• [Record extracts]
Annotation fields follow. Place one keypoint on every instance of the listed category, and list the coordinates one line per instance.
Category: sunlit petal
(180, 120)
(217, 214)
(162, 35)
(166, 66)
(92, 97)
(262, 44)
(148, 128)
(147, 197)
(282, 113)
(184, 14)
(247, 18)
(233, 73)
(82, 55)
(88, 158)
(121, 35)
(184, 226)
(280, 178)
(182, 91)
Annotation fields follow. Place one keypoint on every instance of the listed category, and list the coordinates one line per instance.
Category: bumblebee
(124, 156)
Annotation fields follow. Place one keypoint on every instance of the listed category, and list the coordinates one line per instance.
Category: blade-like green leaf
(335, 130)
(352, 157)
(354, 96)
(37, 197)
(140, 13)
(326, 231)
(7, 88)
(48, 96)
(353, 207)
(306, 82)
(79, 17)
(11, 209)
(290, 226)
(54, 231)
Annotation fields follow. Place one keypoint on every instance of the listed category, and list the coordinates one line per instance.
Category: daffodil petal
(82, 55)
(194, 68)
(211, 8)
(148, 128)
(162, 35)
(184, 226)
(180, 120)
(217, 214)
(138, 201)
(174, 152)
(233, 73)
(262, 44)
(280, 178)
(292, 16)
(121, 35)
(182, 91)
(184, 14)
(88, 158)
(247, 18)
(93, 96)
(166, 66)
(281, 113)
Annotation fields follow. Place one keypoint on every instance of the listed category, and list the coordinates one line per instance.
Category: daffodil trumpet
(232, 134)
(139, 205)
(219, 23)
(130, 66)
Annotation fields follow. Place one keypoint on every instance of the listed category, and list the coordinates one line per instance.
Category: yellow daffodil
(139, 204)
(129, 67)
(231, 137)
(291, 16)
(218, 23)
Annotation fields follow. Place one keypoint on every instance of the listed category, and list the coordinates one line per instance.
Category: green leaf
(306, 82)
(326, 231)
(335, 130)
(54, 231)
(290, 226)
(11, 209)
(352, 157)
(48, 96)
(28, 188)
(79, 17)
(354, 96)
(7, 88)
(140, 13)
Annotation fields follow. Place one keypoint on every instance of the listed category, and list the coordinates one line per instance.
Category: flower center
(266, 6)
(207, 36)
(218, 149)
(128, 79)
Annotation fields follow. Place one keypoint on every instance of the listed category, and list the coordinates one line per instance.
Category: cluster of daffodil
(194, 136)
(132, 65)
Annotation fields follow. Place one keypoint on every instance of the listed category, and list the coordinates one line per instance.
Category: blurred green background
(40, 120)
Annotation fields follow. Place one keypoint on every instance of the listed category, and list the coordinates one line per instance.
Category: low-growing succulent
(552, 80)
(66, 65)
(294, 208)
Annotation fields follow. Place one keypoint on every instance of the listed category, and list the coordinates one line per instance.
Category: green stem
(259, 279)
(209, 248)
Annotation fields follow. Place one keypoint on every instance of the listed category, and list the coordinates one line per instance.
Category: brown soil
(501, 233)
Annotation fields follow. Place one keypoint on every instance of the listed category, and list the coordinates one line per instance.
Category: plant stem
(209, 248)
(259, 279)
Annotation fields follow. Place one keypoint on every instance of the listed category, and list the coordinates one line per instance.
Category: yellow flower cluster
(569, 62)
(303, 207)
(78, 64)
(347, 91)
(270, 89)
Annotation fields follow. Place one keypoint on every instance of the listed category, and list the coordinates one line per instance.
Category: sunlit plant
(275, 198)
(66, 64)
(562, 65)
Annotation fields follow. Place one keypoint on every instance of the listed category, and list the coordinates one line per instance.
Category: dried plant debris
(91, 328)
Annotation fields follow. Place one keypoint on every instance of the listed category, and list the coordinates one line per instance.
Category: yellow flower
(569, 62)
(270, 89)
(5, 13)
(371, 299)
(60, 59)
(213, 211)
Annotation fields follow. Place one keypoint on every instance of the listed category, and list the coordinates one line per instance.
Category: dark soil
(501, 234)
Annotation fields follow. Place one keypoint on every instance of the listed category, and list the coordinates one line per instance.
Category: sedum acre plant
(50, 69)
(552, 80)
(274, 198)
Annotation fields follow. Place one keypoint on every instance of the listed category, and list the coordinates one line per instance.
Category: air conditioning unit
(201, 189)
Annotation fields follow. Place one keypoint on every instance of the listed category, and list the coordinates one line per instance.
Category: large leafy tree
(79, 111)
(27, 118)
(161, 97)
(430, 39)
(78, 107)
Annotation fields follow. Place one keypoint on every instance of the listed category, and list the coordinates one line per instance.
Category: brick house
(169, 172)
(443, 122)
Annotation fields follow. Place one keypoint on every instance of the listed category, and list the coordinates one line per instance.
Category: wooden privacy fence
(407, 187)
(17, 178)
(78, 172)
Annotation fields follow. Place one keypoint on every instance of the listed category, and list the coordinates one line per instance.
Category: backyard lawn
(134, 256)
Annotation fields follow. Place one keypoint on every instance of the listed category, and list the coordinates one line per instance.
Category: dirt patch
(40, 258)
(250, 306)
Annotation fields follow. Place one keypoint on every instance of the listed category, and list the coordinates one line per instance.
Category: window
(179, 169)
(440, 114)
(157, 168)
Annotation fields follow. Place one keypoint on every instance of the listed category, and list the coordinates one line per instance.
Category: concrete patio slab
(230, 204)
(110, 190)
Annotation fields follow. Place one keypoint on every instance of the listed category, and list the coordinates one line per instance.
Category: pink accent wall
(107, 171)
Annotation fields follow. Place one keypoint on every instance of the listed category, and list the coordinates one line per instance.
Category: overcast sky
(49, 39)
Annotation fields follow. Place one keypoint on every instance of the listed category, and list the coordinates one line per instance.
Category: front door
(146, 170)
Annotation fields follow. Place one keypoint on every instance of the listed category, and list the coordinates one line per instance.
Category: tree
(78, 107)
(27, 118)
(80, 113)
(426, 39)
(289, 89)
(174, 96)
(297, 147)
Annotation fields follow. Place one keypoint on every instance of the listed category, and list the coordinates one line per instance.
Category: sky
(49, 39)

• [Task to complete] Extract each line of the listing above, copying it word for word.

• [Solution to this exercise]
Annotation fields follow. Place one keypoint on every instance of the listed category, and list the coordinates one line per instance.
Category: sunlit petal
(180, 120)
(217, 214)
(162, 35)
(166, 66)
(92, 97)
(262, 44)
(148, 128)
(147, 197)
(282, 113)
(184, 14)
(247, 18)
(233, 73)
(82, 55)
(88, 158)
(121, 35)
(184, 226)
(280, 178)
(182, 91)
Annotation fields follow. Place one keypoint on every instance of the listed category, and list the coordinates one line per instance.
Category: bumblebee
(124, 156)
Annotation fields follow. Place one keypoint on every instance of the listed category, and list the coordinates one line per instance.
Category: blade-like green leaf
(335, 130)
(352, 157)
(354, 96)
(37, 197)
(140, 13)
(326, 231)
(7, 88)
(48, 96)
(353, 207)
(306, 82)
(79, 17)
(11, 209)
(290, 226)
(54, 231)
Annotation fields follow. Place one keypoint on every instance of the listed category, and list the coordinates one line per instance.
Category: daffodil petal
(82, 55)
(194, 68)
(211, 8)
(148, 128)
(162, 35)
(184, 226)
(180, 120)
(217, 214)
(138, 201)
(174, 152)
(233, 73)
(262, 44)
(280, 178)
(292, 16)
(121, 35)
(182, 91)
(184, 14)
(88, 158)
(247, 18)
(93, 96)
(166, 66)
(281, 113)
Annotation fields follow. Place one keypoint on every instance of the listed category, and list the coordinates one line per instance.
Category: daffodil trumpet
(232, 134)
(139, 205)
(219, 23)
(130, 66)
Annotation fields follow. Place one keypoint on every instance of the listed category, and list the coordinates one line per instance.
Category: yellow daffodil
(139, 204)
(129, 67)
(231, 137)
(291, 16)
(218, 23)
Annotation fields follow. Place one keypoint on every instance of the listed category, and list the coordinates one line per instance.
Category: green leaf
(306, 82)
(326, 231)
(335, 130)
(54, 231)
(290, 226)
(11, 209)
(352, 157)
(48, 96)
(28, 188)
(79, 17)
(354, 96)
(7, 88)
(140, 13)
Annotation fields follow. Place one keypoint on every instance of the listed category, and list the coordinates one line per instance.
Category: flower center
(266, 6)
(207, 36)
(218, 149)
(128, 79)
Annotation fields follow. Place one keypoint on every instance of the listed category, and list the coordinates one line per instance.
Category: cluster of daffodil
(194, 136)
(132, 65)
Annotation fields follow. Place one keypoint on every instance of the listed category, and list the coordinates one line per instance.
Category: blurred green background
(40, 120)
Annotation fields follow. Place one keypoint on every instance of the listed category, and list the coordinates one line per instance.
Category: low-growing succulent
(552, 80)
(66, 65)
(294, 208)
Annotation fields follow. Place one keypoint on every instance of the listed category, and list the coordinates one line per instance.
Category: green stem
(259, 279)
(209, 248)
Annotation fields follow. Place one keypoint on every instance of the listed category, and list the coordinates one line per instance.
Category: brown soil
(501, 233)
Annotation fields follow. Place one keypoint on every instance of the listed category, and list the coordinates one line per instance.
Category: plant stem
(209, 248)
(259, 279)
Annotation fields follow. Place one keypoint on every instance of the listed category, and list the coordinates one line per instance.
Category: yellow flower cluster
(569, 62)
(303, 207)
(78, 64)
(347, 91)
(270, 89)
Annotation fields follow. Place one keypoint on every instance of the listed category, and list the coordinates one line per instance.
Category: sunlit plant
(275, 198)
(66, 64)
(562, 65)
Annotation fields follow. Place one keypoint on every instance of the listed category, and list the coordinates one line per instance.
Category: dried plant debris
(91, 328)
Annotation fields follow. Place one keypoint on every instance of the listed category, and list the coordinates one line per instance.
Category: yellow flower
(569, 62)
(270, 89)
(5, 13)
(371, 299)
(60, 59)
(213, 211)
Annotation fields follow. Place one keypoint on every instance of the listed category, and list the coordinates one line per instance.
Category: dark soil
(501, 234)
Annotation fields follow. Place one keypoint on every instance of the listed category, and list the coordinates one line per instance.
Category: sedum acre plant
(50, 69)
(552, 80)
(274, 198)
Annotation fields follow. Place one keypoint on every instance of the listed category, and list the coordinates one line per instance.
Category: air conditioning unit
(201, 189)
Annotation fields follow. Place one keypoint on every instance of the listed category, and list the coordinates one line per instance.
Category: large leafy tree
(79, 111)
(27, 118)
(161, 97)
(430, 39)
(78, 107)
Annotation fields follow. Place one keypoint on every instance of the listed category, and list the coordinates one line per instance.
Category: brick house
(169, 172)
(443, 122)
Annotation fields follow. Place one keypoint on every instance of the listed category, and list the coordinates one line per instance.
Category: wooden privacy fence
(407, 187)
(17, 178)
(78, 172)
Annotation fields follow. Place one keypoint on every instance of the listed category, and list the coordinates one line per instance.
Category: backyard lawn
(134, 256)
Annotation fields follow. Place one keypoint on every instance of the listed category, and list the coordinates one line per instance.
Category: dirt patch
(40, 258)
(250, 306)
Annotation fields follow. Place one keypoint on every instance of the listed category, and list the coordinates one line per instance.
Category: window
(179, 169)
(440, 114)
(157, 168)
Annotation fields follow. Place one keypoint on every instance of the listed category, and list the coordinates one line per instance.
Category: concrete patio slab
(230, 204)
(110, 190)
Annotation fields follow. Place one keypoint on every instance of the listed category, and list the coordinates one line per instance.
Category: pink accent wall
(107, 171)
Annotation fields follow. Place one keypoint on every instance of the listed category, and list the coordinates one line per instance.
Category: overcast sky
(49, 39)
Annotation fields follow. Place one keypoint on every instance of the listed category, and list the coordinates one line per instance.
Category: front door
(146, 170)
Annotation fields follow. Place one keypoint on every instance of the listed category, and list the coordinates one line per instance.
Category: tree
(78, 107)
(27, 118)
(80, 113)
(426, 39)
(289, 89)
(174, 96)
(297, 147)
Annotation fields follow. Place one keypoint on every instance of the listed category, and list the coordinates one line per instance.
Category: sky
(49, 39)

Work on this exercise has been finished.